▶ Data extract
%%
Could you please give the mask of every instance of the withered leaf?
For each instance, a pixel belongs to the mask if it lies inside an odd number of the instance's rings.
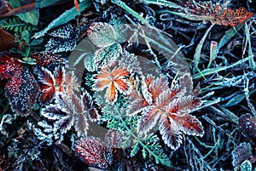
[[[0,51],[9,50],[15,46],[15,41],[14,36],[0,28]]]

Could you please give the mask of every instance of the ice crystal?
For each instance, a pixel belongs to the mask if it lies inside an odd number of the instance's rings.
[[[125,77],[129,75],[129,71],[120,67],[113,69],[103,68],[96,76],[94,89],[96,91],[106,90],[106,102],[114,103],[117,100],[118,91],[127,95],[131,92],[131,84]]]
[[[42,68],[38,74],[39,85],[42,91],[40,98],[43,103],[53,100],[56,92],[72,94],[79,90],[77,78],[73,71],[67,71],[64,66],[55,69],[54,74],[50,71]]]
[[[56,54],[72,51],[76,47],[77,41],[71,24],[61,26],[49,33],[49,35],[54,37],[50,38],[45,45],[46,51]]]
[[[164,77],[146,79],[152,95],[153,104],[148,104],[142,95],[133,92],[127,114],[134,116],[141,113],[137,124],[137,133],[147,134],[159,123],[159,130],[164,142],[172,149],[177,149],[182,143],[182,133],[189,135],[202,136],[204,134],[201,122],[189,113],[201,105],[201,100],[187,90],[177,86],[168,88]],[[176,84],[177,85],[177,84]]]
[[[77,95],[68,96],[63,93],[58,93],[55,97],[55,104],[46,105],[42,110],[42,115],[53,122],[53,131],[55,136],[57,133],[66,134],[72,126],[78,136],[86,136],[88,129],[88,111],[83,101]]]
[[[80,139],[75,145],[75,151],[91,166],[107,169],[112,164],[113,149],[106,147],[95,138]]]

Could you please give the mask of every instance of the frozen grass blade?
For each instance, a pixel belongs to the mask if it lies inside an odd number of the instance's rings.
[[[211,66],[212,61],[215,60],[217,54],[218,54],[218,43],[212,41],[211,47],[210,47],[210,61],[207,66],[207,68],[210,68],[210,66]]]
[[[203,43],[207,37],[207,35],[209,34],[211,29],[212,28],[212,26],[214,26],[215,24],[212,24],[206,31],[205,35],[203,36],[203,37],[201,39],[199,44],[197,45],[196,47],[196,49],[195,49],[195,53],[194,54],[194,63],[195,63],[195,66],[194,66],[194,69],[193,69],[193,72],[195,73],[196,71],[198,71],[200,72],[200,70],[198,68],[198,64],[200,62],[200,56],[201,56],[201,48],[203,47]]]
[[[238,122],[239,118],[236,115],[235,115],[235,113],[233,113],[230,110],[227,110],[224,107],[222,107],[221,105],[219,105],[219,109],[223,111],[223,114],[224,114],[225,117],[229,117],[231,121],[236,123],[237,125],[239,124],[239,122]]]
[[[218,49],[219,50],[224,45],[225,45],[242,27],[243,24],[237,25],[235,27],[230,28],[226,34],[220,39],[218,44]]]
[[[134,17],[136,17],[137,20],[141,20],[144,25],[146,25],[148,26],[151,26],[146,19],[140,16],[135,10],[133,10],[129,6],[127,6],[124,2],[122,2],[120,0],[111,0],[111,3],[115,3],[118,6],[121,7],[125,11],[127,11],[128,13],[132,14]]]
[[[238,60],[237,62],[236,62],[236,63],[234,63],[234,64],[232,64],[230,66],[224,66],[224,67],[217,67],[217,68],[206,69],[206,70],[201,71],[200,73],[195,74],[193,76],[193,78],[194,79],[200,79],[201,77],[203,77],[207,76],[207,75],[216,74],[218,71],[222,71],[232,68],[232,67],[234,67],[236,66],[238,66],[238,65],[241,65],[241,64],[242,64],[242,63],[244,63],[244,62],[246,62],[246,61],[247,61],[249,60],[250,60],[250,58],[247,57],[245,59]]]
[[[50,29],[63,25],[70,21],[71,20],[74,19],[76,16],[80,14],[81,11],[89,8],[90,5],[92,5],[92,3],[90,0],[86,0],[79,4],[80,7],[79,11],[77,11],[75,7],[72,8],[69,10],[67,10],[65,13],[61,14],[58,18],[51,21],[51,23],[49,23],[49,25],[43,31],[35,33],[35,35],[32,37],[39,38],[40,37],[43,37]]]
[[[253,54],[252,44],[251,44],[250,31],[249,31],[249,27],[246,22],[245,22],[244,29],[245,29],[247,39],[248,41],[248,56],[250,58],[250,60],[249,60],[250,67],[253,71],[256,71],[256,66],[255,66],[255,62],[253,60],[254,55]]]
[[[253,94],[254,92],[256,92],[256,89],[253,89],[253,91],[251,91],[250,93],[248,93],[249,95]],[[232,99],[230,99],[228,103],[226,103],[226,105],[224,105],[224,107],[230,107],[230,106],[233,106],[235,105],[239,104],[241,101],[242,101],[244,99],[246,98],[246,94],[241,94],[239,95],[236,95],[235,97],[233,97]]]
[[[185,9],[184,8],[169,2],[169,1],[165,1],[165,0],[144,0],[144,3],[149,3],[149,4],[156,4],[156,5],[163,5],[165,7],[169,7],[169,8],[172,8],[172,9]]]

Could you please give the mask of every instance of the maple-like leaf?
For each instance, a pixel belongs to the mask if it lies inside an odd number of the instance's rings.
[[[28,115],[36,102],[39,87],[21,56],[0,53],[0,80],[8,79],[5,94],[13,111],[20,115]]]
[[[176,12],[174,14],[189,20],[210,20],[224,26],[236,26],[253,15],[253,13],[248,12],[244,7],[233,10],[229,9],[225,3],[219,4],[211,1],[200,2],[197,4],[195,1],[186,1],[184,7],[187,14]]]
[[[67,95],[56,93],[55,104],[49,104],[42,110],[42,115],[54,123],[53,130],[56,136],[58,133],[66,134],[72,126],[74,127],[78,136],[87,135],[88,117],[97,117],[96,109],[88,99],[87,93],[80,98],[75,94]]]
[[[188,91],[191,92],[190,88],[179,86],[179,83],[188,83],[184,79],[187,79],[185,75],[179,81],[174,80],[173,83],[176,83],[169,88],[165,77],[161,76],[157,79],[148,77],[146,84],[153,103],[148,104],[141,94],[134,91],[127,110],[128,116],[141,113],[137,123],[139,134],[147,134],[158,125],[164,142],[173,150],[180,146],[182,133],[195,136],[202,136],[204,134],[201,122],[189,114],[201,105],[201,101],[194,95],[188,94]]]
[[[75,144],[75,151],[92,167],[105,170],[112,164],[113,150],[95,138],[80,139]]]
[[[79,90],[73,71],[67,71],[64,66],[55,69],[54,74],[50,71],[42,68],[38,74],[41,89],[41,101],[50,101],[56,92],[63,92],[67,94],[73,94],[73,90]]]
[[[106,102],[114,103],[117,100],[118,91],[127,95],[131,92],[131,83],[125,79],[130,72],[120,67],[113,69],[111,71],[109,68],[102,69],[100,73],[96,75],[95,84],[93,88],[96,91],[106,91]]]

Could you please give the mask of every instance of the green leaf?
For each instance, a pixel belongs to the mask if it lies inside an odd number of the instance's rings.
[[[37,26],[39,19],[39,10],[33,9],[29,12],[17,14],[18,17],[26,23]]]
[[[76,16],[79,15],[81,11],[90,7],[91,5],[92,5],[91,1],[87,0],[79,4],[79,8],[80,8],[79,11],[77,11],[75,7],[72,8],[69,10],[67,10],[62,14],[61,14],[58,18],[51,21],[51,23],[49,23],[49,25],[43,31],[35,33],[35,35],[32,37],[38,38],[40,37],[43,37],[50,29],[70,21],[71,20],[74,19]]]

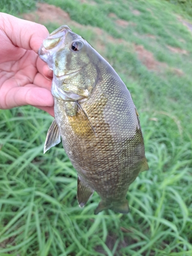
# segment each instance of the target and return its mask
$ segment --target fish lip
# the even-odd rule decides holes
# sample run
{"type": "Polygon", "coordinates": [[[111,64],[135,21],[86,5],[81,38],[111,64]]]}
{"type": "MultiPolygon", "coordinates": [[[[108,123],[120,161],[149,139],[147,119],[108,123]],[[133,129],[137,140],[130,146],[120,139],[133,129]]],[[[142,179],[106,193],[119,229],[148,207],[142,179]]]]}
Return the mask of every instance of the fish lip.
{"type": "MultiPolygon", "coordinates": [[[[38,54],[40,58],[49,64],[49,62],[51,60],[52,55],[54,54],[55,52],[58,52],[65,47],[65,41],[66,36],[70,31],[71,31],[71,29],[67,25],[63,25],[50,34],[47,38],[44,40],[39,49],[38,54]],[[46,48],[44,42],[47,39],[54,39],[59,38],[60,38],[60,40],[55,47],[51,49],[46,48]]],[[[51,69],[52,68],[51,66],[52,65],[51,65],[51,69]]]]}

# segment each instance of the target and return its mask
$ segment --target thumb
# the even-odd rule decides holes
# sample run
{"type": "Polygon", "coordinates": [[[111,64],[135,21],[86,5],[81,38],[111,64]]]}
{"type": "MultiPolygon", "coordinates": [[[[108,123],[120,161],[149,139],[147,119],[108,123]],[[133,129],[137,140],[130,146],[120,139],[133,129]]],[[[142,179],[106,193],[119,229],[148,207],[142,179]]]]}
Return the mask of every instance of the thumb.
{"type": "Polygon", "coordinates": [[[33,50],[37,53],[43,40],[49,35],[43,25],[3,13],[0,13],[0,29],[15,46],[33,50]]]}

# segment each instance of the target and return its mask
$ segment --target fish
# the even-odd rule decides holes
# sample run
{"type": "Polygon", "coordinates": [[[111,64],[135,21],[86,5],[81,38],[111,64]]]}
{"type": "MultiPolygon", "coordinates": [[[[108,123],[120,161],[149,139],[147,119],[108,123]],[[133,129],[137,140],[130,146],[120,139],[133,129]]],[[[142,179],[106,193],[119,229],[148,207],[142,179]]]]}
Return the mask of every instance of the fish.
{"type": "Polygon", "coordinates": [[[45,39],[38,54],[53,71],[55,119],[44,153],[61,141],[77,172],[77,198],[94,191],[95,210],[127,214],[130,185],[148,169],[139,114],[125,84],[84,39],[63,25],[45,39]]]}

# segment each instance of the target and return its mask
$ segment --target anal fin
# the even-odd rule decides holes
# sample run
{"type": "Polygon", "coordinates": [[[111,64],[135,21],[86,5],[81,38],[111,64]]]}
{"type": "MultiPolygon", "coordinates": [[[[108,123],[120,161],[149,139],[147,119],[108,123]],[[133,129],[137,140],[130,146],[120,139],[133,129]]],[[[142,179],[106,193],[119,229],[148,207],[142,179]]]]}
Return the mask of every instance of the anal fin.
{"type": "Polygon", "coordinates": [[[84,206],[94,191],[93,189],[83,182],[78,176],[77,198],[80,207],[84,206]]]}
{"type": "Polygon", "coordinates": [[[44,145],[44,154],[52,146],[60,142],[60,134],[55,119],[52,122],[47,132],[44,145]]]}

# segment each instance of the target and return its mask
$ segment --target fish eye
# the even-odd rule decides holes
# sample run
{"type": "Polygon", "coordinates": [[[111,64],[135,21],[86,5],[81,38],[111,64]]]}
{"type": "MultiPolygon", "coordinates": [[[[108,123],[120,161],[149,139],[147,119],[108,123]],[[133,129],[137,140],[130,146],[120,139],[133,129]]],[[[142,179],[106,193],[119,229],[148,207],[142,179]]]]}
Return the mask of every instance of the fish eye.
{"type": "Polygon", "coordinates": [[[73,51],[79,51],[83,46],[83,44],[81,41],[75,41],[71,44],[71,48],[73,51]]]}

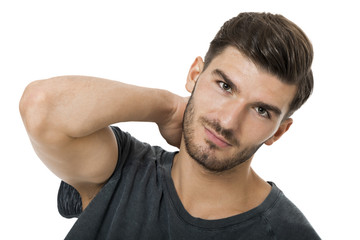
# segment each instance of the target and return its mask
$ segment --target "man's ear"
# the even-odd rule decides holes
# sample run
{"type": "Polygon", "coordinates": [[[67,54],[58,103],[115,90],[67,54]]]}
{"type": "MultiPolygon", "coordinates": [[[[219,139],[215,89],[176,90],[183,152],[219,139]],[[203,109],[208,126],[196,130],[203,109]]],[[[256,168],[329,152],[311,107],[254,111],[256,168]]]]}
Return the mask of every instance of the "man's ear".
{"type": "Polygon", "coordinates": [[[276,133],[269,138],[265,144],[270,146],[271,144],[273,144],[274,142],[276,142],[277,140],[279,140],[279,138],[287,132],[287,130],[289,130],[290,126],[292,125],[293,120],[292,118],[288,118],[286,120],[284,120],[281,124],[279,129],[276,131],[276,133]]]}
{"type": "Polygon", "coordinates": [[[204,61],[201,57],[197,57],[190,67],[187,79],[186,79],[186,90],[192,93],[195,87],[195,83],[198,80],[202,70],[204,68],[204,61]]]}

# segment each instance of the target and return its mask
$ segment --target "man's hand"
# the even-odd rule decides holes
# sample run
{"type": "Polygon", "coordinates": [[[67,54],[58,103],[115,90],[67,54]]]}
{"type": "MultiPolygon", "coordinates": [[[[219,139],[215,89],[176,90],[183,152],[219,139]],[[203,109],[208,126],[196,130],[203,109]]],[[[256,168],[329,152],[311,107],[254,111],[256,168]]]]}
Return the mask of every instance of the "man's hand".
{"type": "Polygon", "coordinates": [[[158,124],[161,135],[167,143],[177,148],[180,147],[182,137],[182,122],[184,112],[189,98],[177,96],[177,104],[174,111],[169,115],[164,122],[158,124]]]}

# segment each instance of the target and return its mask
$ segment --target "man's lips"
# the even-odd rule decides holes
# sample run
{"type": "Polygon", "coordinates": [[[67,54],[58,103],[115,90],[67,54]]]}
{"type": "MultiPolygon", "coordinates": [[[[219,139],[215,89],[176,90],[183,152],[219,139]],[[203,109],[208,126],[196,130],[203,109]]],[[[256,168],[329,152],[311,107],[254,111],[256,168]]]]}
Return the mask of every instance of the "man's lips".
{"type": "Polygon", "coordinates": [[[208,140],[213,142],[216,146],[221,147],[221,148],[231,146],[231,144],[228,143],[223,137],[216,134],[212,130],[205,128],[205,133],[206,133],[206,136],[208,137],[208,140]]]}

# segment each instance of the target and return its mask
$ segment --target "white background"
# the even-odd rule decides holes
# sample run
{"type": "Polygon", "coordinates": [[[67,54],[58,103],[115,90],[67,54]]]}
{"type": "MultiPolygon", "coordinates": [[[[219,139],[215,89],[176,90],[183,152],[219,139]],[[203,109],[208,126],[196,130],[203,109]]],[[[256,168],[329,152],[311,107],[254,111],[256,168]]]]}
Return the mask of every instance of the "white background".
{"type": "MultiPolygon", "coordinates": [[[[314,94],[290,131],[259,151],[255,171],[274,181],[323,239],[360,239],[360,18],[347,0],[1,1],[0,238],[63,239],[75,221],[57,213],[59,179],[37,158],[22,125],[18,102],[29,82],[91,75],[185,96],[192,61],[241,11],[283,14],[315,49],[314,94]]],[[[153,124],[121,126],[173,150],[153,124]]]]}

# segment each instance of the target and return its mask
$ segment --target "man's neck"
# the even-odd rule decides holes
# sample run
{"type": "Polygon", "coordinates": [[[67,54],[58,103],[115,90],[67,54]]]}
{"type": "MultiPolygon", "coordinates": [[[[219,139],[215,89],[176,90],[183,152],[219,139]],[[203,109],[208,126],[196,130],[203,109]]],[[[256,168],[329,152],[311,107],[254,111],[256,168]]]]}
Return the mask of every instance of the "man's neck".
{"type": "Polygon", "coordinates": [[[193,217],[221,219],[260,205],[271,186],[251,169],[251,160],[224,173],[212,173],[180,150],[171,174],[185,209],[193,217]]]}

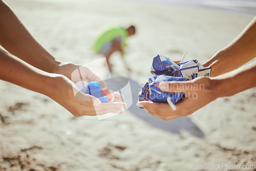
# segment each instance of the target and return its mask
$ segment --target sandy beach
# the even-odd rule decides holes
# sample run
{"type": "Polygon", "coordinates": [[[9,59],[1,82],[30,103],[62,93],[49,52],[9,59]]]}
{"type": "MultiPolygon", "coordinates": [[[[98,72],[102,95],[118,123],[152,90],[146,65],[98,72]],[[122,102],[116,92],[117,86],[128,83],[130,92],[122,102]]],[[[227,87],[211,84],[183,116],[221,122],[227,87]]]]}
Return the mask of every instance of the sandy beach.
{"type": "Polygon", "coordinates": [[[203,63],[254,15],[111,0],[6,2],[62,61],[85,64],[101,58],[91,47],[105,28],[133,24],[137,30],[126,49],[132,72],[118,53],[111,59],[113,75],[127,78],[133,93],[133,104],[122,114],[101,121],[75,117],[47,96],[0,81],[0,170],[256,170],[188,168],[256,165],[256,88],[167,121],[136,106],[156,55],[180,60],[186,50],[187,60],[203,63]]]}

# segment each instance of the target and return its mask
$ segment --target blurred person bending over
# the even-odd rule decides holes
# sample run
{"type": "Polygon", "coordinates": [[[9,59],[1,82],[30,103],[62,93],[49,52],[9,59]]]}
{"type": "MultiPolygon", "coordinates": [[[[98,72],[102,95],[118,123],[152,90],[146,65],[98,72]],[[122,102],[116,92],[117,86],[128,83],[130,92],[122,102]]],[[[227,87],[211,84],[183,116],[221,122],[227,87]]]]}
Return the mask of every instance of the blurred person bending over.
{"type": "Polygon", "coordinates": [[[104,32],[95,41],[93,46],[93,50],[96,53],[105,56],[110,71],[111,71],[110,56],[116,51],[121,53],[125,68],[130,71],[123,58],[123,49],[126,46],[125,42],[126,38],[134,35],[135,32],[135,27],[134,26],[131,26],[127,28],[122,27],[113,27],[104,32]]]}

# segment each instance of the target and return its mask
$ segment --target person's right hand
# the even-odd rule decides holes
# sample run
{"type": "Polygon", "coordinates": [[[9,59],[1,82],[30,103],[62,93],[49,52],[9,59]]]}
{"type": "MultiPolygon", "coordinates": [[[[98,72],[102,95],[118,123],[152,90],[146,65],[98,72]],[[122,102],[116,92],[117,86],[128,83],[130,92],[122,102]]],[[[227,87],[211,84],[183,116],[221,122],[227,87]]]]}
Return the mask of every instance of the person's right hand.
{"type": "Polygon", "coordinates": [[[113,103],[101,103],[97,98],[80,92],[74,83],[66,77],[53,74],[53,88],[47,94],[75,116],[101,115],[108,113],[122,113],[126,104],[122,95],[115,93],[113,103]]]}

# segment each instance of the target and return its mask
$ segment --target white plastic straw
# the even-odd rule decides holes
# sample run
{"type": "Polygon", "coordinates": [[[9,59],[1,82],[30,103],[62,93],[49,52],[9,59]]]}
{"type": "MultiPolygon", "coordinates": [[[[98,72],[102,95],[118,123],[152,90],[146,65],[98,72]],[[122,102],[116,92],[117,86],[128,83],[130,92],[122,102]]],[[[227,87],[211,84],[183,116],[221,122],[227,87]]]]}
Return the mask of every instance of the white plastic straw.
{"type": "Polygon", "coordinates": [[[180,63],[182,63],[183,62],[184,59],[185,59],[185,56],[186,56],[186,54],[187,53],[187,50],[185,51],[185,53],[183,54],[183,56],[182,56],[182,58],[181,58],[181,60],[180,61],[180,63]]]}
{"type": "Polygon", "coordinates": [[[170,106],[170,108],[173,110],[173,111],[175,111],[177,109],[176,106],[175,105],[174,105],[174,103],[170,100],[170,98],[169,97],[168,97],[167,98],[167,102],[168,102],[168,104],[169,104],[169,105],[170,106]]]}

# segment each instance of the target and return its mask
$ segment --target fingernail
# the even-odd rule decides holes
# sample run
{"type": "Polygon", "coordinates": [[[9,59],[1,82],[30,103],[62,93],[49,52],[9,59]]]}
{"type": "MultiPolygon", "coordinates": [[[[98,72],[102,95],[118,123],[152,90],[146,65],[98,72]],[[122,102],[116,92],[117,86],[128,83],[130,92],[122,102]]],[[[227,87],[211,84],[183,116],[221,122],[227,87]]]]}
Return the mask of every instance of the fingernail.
%%
▶ Given instruction
Transcribe the material exactly, from its first line through the line containing "[[[0,51],[9,50],[15,46],[15,41],[14,36],[0,28]]]", including both of those lines and leaving out the pictures.

▶ Solution for this task
Could you please give the mask of every instance of the withered leaf?
For each instance, a pixel belongs to the mask if it lies inside an odd number of the instance's rings.
[[[0,51],[9,50],[15,46],[15,41],[14,36],[0,28]]]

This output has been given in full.